Collection entries
__________

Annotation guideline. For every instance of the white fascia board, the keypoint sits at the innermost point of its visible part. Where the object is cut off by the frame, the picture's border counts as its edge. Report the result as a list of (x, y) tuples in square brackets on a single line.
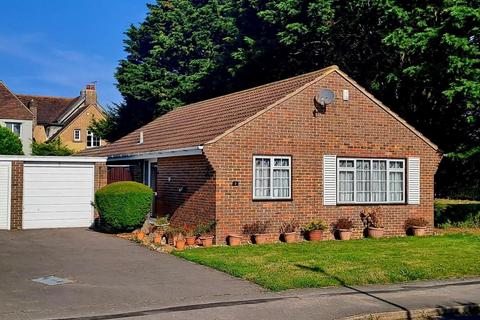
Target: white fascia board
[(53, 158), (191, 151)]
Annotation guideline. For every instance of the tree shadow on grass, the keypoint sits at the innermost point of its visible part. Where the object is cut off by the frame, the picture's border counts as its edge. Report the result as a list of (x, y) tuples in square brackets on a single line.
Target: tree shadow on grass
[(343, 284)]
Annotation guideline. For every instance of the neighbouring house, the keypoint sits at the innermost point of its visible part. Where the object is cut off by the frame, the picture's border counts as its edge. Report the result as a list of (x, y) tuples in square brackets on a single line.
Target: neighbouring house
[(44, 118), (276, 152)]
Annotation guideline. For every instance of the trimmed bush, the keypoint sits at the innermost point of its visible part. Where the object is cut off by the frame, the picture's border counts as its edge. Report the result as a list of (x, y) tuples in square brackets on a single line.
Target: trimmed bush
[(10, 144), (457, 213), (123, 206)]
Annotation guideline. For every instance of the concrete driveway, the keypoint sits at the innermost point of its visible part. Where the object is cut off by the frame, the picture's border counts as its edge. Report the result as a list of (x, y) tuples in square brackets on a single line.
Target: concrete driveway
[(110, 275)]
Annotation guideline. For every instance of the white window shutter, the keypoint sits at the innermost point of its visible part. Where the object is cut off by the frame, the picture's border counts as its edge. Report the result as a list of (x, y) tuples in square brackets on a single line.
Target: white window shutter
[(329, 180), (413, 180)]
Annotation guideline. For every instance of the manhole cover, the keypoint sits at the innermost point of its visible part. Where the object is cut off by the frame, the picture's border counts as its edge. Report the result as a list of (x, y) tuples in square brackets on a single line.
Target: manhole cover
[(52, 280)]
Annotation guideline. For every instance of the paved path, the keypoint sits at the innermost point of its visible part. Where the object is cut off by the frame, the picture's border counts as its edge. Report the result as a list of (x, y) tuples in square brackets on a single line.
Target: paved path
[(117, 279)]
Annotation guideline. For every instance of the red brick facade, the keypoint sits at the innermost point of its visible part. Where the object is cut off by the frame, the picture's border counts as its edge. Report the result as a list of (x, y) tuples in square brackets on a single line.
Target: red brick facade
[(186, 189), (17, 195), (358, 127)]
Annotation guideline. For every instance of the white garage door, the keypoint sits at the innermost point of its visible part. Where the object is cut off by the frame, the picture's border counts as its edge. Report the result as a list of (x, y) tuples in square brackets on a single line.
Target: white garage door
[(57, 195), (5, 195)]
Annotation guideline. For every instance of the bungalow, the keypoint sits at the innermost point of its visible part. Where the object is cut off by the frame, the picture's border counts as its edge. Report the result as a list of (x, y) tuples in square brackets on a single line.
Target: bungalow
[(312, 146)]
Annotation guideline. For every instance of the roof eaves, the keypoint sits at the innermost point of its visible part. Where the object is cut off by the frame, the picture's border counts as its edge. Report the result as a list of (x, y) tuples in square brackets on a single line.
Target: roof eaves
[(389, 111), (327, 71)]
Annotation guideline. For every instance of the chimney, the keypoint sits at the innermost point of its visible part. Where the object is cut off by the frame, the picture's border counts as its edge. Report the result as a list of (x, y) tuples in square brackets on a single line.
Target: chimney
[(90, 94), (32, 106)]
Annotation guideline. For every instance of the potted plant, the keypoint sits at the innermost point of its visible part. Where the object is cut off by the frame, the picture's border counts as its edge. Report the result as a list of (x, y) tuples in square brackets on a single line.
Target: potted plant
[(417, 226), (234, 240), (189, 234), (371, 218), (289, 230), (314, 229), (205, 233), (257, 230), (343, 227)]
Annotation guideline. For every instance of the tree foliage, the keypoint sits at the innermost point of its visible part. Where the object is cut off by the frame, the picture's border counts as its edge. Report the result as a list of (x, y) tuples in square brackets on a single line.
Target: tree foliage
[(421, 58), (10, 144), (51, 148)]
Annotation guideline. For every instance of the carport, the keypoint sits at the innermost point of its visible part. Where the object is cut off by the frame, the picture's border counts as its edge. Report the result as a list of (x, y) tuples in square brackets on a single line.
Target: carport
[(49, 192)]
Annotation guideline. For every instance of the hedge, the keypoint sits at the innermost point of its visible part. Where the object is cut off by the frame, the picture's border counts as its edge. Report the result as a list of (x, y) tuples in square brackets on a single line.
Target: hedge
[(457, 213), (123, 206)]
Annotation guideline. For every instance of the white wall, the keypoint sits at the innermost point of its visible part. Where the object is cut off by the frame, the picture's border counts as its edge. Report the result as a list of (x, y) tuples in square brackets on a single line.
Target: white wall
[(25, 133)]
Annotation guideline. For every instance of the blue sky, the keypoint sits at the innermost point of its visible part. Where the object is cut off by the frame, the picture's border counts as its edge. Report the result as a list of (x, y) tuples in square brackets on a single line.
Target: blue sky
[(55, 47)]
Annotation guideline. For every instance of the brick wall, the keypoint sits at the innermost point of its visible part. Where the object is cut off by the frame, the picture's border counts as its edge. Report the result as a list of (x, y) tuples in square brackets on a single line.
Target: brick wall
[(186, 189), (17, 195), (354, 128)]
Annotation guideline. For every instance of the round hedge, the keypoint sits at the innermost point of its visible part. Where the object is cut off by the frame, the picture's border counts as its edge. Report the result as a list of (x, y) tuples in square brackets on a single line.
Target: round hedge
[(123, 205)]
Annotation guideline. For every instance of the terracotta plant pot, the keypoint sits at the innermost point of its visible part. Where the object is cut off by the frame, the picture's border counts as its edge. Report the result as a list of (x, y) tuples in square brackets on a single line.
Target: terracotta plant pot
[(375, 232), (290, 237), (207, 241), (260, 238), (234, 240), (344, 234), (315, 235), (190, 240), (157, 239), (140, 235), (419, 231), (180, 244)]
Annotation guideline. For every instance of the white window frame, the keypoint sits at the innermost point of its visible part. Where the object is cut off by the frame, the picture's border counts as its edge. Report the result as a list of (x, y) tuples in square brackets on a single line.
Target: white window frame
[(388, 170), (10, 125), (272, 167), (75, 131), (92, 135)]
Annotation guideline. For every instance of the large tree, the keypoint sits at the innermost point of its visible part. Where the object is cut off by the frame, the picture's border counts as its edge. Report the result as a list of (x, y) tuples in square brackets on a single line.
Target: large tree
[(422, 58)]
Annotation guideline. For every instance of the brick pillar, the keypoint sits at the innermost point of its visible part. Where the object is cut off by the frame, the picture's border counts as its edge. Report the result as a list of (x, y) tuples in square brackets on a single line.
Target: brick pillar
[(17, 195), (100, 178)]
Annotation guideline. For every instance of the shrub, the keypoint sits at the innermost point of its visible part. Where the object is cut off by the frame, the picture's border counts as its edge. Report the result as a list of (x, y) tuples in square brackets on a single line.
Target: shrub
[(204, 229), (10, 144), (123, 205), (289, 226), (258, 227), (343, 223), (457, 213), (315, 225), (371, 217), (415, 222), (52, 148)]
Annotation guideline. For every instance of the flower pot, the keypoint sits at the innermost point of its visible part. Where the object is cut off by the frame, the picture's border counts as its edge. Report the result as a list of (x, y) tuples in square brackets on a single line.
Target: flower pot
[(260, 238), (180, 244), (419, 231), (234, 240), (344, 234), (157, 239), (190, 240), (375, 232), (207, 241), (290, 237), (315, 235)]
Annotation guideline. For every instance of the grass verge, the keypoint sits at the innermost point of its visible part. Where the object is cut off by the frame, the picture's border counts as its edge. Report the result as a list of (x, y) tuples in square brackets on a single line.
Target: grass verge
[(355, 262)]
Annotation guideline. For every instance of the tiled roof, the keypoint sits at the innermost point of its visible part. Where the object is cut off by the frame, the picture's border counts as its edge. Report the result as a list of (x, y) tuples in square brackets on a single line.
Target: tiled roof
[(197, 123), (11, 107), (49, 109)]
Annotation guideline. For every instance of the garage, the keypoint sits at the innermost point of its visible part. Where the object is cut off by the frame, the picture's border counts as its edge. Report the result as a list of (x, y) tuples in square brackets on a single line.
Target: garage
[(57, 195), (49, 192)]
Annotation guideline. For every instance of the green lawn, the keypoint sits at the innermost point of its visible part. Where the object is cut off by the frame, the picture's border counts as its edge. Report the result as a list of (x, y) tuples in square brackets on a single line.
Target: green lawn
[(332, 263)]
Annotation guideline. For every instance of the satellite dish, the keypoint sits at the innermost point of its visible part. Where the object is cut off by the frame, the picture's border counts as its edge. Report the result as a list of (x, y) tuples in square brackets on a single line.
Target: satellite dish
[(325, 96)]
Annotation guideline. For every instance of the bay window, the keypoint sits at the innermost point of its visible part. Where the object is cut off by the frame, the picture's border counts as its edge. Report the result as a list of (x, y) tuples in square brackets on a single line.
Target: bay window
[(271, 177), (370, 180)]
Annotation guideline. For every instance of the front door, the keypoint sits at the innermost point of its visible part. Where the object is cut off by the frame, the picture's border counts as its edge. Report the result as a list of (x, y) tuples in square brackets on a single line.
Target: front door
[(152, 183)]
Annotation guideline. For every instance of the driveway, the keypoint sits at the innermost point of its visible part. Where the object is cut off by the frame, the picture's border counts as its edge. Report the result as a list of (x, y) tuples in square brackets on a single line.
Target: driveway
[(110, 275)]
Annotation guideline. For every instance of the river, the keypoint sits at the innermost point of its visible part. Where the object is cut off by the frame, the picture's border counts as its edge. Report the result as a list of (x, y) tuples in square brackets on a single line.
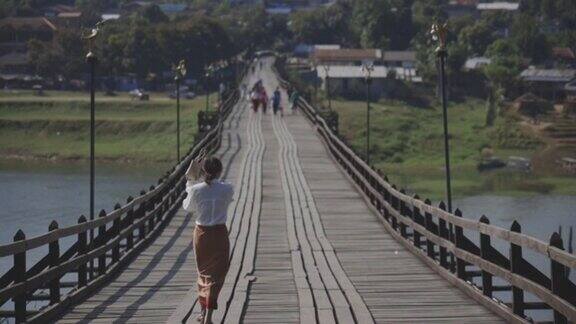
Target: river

__________

WHAT YOU WILL DO — No pictures belong in the output. Restate word for word only the lines from the one containing "Annotation guideline. For every instance of the river, the" to the end of the entries above.

WRITTEN ANSWER —
Annotation guideline. For every instance of the river, the keypoint sits at the innermost point of its visible part. Where the object is cut off by the frame, the picture's border counts as its edge. Report the result as a list of (x, y) tuples in square brackets on a single line.
Target: river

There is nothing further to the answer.